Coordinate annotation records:
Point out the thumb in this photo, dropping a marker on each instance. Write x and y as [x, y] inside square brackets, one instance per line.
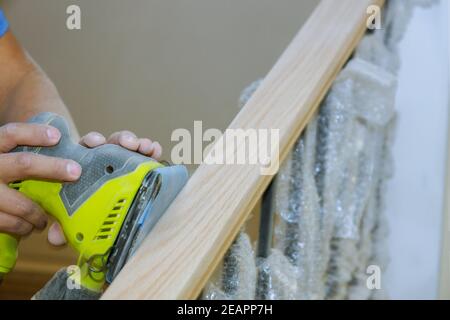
[55, 235]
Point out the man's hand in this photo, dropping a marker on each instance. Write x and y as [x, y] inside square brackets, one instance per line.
[19, 215]
[125, 139]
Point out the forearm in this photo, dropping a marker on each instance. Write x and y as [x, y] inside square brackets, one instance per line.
[25, 90]
[33, 94]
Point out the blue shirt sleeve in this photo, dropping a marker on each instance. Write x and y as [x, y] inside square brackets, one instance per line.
[3, 24]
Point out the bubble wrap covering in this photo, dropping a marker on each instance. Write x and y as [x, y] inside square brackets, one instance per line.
[329, 192]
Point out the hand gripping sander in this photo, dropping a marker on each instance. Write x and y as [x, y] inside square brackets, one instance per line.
[108, 212]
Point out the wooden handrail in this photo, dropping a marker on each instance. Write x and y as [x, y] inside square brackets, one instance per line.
[186, 245]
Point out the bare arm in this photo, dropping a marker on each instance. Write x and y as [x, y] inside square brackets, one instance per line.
[25, 89]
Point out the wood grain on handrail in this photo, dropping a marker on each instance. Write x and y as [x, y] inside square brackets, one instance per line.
[186, 245]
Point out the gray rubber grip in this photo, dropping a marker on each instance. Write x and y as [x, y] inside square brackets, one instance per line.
[99, 164]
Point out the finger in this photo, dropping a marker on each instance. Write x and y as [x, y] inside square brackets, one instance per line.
[145, 146]
[55, 235]
[92, 140]
[27, 134]
[14, 225]
[125, 139]
[26, 165]
[157, 151]
[16, 204]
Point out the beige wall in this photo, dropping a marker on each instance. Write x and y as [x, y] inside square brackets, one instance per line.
[149, 66]
[152, 66]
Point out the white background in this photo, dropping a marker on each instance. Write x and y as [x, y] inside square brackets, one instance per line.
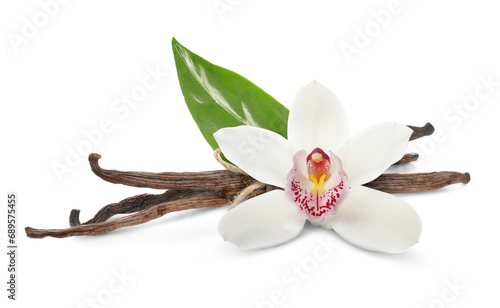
[422, 65]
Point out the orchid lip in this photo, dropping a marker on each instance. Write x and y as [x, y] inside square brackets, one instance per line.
[320, 192]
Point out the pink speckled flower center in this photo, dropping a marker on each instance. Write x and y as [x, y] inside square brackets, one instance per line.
[317, 184]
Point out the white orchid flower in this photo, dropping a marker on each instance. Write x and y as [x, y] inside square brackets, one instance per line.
[321, 170]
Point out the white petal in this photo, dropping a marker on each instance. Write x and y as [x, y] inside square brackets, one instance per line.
[264, 221]
[376, 221]
[317, 119]
[367, 154]
[261, 153]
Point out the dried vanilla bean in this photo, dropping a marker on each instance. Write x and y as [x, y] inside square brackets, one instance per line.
[394, 183]
[407, 158]
[141, 217]
[207, 180]
[191, 190]
[134, 204]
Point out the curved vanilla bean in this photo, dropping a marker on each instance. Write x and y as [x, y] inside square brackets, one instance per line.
[206, 180]
[419, 132]
[134, 204]
[130, 220]
[407, 158]
[394, 183]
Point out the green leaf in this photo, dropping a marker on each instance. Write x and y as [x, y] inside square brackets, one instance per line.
[218, 98]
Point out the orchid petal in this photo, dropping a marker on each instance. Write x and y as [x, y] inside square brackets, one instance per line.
[263, 154]
[317, 119]
[376, 221]
[263, 221]
[367, 154]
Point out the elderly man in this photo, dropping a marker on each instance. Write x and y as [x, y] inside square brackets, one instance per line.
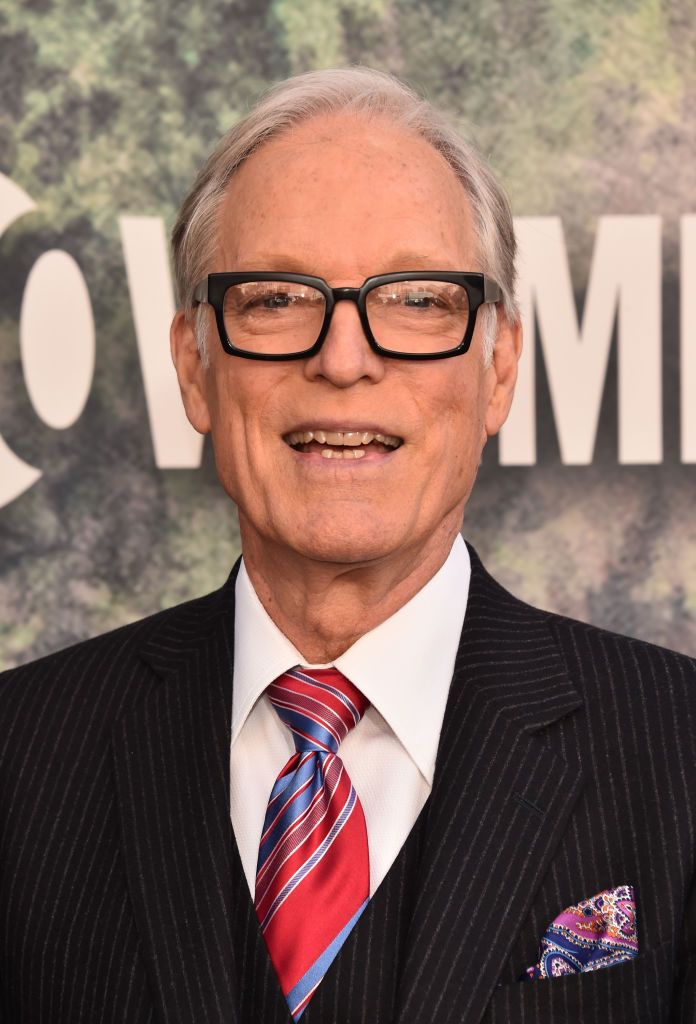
[360, 782]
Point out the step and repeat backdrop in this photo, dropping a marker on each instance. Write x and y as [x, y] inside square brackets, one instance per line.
[109, 503]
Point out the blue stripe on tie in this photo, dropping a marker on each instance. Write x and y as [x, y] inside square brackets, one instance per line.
[317, 734]
[292, 812]
[320, 685]
[316, 972]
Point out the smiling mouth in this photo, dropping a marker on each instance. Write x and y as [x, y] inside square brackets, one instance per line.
[352, 444]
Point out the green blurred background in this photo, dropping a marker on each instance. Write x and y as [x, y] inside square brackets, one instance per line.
[109, 109]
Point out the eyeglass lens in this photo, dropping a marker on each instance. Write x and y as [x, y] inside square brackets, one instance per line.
[276, 317]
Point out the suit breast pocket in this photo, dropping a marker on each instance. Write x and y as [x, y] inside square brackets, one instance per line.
[637, 991]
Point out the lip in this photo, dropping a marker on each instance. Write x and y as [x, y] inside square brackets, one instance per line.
[334, 425]
[317, 461]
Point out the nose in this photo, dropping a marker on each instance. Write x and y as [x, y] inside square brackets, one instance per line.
[345, 356]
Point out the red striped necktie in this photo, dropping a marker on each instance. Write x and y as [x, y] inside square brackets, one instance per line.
[312, 878]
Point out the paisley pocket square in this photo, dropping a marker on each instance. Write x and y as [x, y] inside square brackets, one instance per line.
[598, 932]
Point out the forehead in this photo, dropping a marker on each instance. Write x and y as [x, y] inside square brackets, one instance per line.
[345, 195]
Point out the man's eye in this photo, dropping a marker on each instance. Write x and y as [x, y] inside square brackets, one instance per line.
[420, 300]
[274, 300]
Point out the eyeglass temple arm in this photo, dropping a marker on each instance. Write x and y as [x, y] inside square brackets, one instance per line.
[491, 291]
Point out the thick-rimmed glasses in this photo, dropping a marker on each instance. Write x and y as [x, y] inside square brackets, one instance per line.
[414, 314]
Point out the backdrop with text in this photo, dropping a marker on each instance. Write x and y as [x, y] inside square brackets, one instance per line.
[110, 508]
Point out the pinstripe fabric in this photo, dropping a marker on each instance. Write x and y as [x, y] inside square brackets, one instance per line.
[567, 765]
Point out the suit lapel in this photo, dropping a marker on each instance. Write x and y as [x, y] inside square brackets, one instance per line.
[499, 804]
[172, 775]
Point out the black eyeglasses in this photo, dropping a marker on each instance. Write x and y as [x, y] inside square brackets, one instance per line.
[415, 314]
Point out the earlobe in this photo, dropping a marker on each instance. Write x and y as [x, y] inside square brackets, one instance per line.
[189, 372]
[506, 357]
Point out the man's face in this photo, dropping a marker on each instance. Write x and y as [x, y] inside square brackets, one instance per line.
[344, 199]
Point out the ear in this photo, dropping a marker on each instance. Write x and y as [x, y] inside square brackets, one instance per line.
[189, 372]
[504, 369]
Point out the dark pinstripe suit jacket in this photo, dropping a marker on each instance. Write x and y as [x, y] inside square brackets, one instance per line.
[567, 765]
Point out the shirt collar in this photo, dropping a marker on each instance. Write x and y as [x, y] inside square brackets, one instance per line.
[403, 666]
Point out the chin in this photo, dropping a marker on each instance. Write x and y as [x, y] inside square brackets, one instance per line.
[346, 547]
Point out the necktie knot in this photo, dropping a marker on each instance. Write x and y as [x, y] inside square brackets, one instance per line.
[318, 706]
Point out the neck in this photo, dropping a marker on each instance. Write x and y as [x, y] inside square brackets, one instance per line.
[323, 607]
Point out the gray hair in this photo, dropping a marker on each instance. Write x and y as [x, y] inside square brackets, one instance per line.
[355, 90]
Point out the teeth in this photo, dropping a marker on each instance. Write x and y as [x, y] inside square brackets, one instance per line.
[351, 438]
[346, 454]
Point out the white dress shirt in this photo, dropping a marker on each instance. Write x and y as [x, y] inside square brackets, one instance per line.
[403, 667]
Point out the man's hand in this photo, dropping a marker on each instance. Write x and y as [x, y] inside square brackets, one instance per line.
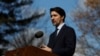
[46, 48]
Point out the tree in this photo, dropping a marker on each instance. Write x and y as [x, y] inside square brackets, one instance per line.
[88, 21]
[16, 16]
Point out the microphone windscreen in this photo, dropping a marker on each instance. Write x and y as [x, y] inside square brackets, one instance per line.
[38, 34]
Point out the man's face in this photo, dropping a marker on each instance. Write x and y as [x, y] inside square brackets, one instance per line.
[56, 18]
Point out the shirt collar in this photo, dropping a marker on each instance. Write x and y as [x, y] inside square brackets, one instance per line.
[60, 26]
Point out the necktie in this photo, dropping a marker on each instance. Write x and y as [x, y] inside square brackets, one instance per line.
[56, 32]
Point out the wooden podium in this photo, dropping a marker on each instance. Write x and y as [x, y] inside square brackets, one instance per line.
[29, 51]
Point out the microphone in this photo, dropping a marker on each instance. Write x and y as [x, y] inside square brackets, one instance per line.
[39, 34]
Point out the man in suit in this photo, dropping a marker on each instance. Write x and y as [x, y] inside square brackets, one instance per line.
[63, 40]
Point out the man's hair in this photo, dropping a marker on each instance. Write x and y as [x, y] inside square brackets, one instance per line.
[60, 11]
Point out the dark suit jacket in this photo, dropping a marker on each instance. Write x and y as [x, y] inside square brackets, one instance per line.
[65, 42]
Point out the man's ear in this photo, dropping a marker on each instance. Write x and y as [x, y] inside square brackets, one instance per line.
[62, 17]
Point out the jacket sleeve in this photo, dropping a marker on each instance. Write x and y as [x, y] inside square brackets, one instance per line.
[69, 43]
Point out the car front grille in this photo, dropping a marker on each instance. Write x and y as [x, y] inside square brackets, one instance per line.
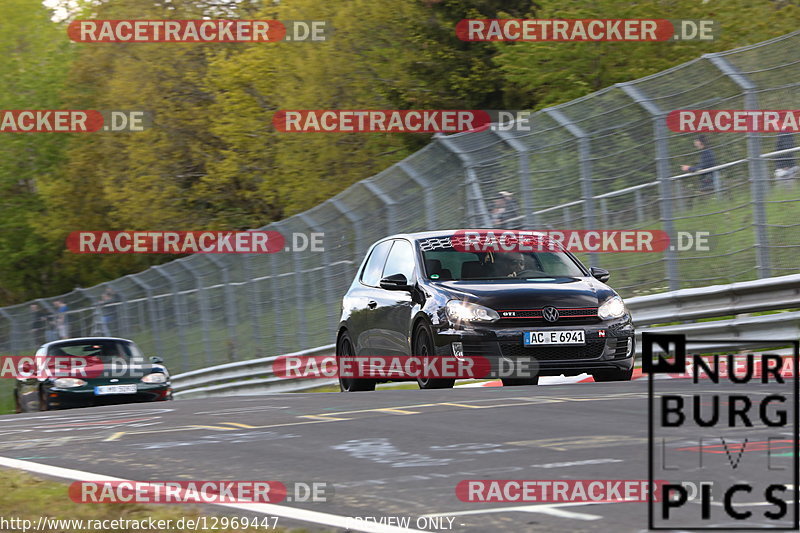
[592, 350]
[533, 317]
[621, 348]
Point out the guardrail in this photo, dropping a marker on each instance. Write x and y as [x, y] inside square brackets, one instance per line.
[653, 313]
[254, 376]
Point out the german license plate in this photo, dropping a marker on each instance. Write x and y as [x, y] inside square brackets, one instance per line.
[567, 336]
[115, 389]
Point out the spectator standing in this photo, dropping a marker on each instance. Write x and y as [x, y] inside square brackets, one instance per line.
[707, 160]
[786, 168]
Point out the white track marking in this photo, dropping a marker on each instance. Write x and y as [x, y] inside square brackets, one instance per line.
[271, 509]
[553, 509]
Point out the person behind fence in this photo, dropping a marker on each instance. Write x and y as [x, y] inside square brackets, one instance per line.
[707, 160]
[38, 324]
[505, 211]
[786, 168]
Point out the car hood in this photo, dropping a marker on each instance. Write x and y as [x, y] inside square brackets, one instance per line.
[511, 294]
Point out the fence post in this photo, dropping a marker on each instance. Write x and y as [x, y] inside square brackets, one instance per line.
[391, 205]
[252, 299]
[230, 305]
[480, 215]
[584, 152]
[662, 172]
[523, 154]
[278, 315]
[330, 298]
[180, 312]
[427, 190]
[756, 165]
[154, 322]
[9, 348]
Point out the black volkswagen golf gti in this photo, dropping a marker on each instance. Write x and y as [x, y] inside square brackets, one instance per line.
[417, 294]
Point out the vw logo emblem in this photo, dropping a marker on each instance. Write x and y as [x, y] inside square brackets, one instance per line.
[550, 314]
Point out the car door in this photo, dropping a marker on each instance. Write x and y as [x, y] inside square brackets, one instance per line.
[393, 310]
[362, 300]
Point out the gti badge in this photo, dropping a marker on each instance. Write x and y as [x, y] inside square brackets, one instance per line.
[550, 313]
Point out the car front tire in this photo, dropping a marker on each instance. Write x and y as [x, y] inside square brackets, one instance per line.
[345, 348]
[423, 348]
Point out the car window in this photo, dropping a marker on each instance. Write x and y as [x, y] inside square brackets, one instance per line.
[99, 348]
[371, 275]
[453, 264]
[401, 260]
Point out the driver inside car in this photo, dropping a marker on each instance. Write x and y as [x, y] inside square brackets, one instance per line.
[511, 264]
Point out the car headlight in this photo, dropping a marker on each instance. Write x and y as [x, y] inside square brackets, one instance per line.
[458, 311]
[614, 307]
[156, 377]
[68, 383]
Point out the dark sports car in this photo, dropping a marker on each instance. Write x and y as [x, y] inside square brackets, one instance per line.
[90, 371]
[418, 294]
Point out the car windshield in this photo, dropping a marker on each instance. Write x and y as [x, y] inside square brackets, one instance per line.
[104, 349]
[448, 264]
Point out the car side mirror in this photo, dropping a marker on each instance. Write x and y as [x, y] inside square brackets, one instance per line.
[600, 274]
[395, 282]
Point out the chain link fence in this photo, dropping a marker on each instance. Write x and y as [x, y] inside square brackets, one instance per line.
[604, 161]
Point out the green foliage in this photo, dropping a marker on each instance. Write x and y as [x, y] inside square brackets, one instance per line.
[33, 59]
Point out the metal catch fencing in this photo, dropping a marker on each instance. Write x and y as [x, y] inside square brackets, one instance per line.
[604, 161]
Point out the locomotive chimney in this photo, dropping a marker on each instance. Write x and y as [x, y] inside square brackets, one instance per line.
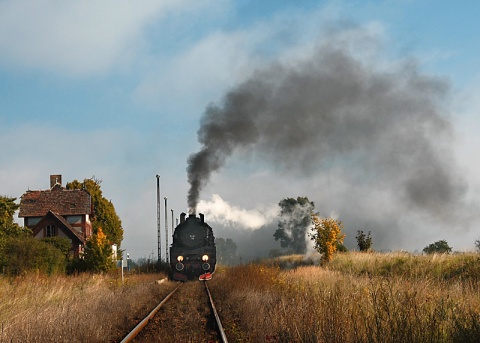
[55, 179]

GIVEN INSTRUCTION →
Everything from the line that contains "Point out the car window" to the final line of the data is to be duplicated exactly, both ends included, except the pictures.

CORRECT RESPONSE →
Point out the car window in this photo, dropping a marker on each instance. Write x and y as [x, y] inside square brackets, one instance per line.
[99, 348]
[371, 275]
[453, 264]
[401, 260]
Point out the driver inside car in this photo, dropping a marker on each instance. Write x and y as [x, y] inside square brackets, one instance per line.
[511, 264]
Point out the car headlight in this photo, dropping a marker on each instance. Write x and y as [x, y] inside square brackets, one instance per line.
[458, 311]
[614, 307]
[156, 377]
[68, 383]
Point out the dark sports car in this photo, dropping a marker on each instance. Write x and y as [x, y] inside square brackets, one instance per line.
[90, 371]
[418, 294]
Point out the car windshield in this photo, dropping a marker on each instance. Write x and y as [x, y] inside square brackets, one instance per line.
[104, 349]
[448, 264]
Point out the car side mirror in this photo, dropping a marker on each instance. Write x and y as [x, y] inside square brackets, one instance per line.
[600, 274]
[395, 282]
Point out the chain link fence in this photo, dropping a marker on each instance. Write x and y as [x, y] inside square brackets, one instance per line.
[604, 161]
Point out the green foliage in this photo, dropping a marker on each instance. Write x and y as [x, y] inside square brackets, one instance per line.
[33, 59]
Point out the metal catch fencing in this photo, dropping a marker on each instance. Write x and y as [x, y] inside square brackets, one instance per line.
[604, 161]
Point out the locomotive chimney in this photo, dropping a marker on each instance. Write x and y as [x, y] inside square brackets, one instance per line.
[55, 179]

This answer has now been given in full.